• [Excerpted passage]

Routing – What happens when the ARP cache overflows

arpbrocaderouterrouting

In at least one implementation there is a hard limit on the capacity of the ARP table. What happens when the ARP cache is full and a packet is offered with a destination (or next-hop) that isn't cached? What happens under the hood, and what is the effect on the service quality?

For example, Brocade NetIron XMR and Brocade MLX routers have a configurable ip-arp system maximum. The default value in that case is 8192; the size of a /19 subnet. It is not clear from the documentation whether this is per interface or for the whole router, but for the purpose of this question, we can assume it is per interface.

Few networkers would configure a /19 subnet on an interface on purpose, but that isn't what happened. We were migrating a core router from a Cisco model to a Brocade. One of the many differences between Cisco and Brocade is that Cisco accepts static routes that are defined with both an outbound interface and a next-hop address, but Brocade insists on one or the other. We dropped the next-hop address and kept the interface. Later, we learned the error of our ways, and changed from interface to next-hop address, but everything seemed to be working initially.

+----+ iface0    +----+
| R1 |-----------| R2 |---> (10.1.0.0/16 this way)
+----+.1       .2+----+
      10.0.0.0/30

Before the migration, R1 was a Cisco, and had the following route.

ip route 10.1.0.0 255.255.0.0 iface0 10.0.0.2

After the migration, R1 was a Brocade, and had the following route.

ip route 10.1.0.0 255.255.0.0 iface0

R2 is a Cisco router, and Cisco routers perform proxy ARP by default. This is the (mis-)configuration in production that set the stage for what turned out to be an ARP cache overflow.

  1. R1 receives a packet destined for the 10.1.0.0/16 network.
  2. On the basis of the static interface route, R1 ARPs for the destination on iface0
  3. R2 recognizes that it can reach the destination, and responds to the ARP with its own MAC.
  4. R1 caches the ARP result that combines an IP in a remote network with the MAC of R2.

This happens for every distinct destination in 10.1.0.0/16. Consequently, even though the /16 is properly sub-netted beyond R2, and there are only two nodes on the link adjoining R1 and R2, R1 suffers ARP cache overload because it induces R2 to behave as if all 65k addresses are directly connected.

The reason I'm asking this question is because I hope it will help me make sense of the network service trouble reports (days later) that led us, eventually, to the overflowing ARP cache. In the spirit of the StackExchange model, I tried to distill that to what I believe is a crisp, specific question that can be answered objectively.

• [Excerpted data]
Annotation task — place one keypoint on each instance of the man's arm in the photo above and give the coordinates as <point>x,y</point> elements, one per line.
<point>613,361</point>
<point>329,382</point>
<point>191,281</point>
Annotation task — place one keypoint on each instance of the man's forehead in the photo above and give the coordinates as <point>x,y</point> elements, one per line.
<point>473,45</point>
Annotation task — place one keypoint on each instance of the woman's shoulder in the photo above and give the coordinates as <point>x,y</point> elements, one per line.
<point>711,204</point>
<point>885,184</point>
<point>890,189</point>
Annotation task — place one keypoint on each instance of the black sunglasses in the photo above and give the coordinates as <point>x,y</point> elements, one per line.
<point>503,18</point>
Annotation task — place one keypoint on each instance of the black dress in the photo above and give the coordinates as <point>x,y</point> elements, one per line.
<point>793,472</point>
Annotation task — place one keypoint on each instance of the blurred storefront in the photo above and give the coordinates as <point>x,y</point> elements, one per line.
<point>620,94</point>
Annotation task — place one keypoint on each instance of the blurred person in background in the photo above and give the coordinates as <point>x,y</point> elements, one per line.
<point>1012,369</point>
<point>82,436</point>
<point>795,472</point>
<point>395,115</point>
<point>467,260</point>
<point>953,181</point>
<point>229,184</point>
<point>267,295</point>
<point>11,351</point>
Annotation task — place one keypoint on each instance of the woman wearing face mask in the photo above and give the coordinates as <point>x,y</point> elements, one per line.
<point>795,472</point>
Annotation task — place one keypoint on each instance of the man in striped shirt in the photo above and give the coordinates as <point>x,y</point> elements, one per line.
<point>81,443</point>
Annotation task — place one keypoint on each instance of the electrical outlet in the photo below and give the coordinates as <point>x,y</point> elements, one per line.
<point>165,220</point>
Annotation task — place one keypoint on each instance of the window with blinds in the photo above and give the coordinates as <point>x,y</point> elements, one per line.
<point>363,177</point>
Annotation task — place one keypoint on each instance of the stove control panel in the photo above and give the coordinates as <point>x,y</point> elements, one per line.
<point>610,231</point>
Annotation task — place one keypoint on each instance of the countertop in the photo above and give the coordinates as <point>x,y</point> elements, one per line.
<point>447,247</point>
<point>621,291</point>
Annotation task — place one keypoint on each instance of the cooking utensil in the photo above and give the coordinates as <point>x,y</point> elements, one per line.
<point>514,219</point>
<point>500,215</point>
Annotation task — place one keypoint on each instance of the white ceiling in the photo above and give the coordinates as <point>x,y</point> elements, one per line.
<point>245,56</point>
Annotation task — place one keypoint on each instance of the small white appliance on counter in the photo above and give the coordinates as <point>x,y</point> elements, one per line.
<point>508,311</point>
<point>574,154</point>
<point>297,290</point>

• [Description of the task]
Please list the numbered steps in the ARP cache overflow text that show how R1 fills its ARP cache. Draw only on the ARP cache overflow text.

• [Task answer]
1. R1 receives a packet destined for the 10.1.0.0/16 network.
2. On the basis of the static interface route, R1 ARPs for the destination on iface0.
3. R2 recognizes that it can reach the destination, and responds to the ARP with its own MAC.
4. R1 caches the ARP result that combines an IP in a remote network with the MAC of R2.